CHALLENGE: Print each of the lines below verbatim, leaving out the pictures.

EXTRACTED DATA:
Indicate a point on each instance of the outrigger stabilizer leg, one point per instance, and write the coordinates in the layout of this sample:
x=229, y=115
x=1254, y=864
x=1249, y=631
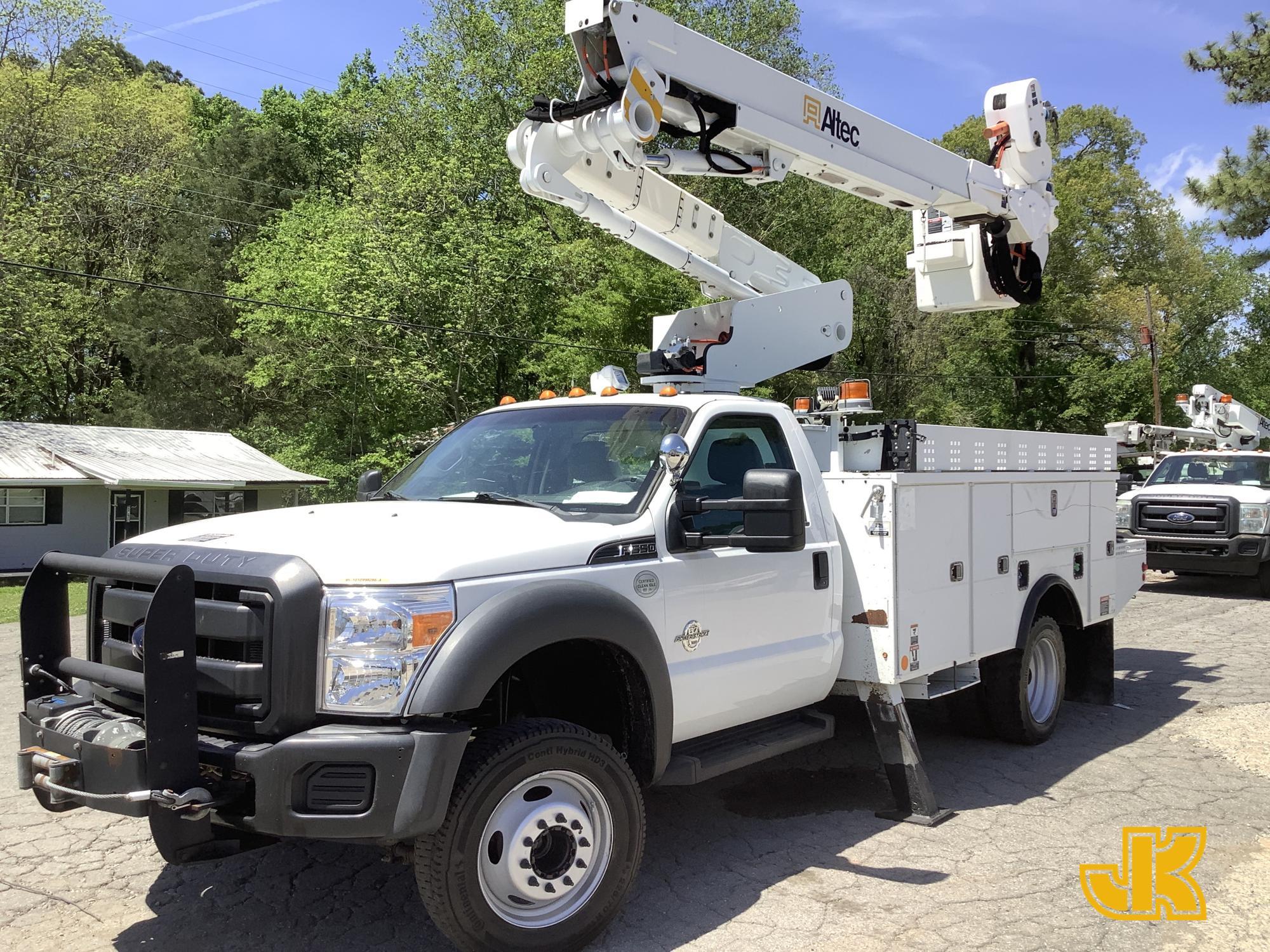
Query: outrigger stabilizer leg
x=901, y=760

THE ANSWER:
Indicate a point on each instance of the outrigger stabilizer leg, one point per instance, and write the coordinates in the layout of this sample:
x=229, y=115
x=1254, y=864
x=1249, y=631
Query: outrigger stabilizer leg
x=901, y=760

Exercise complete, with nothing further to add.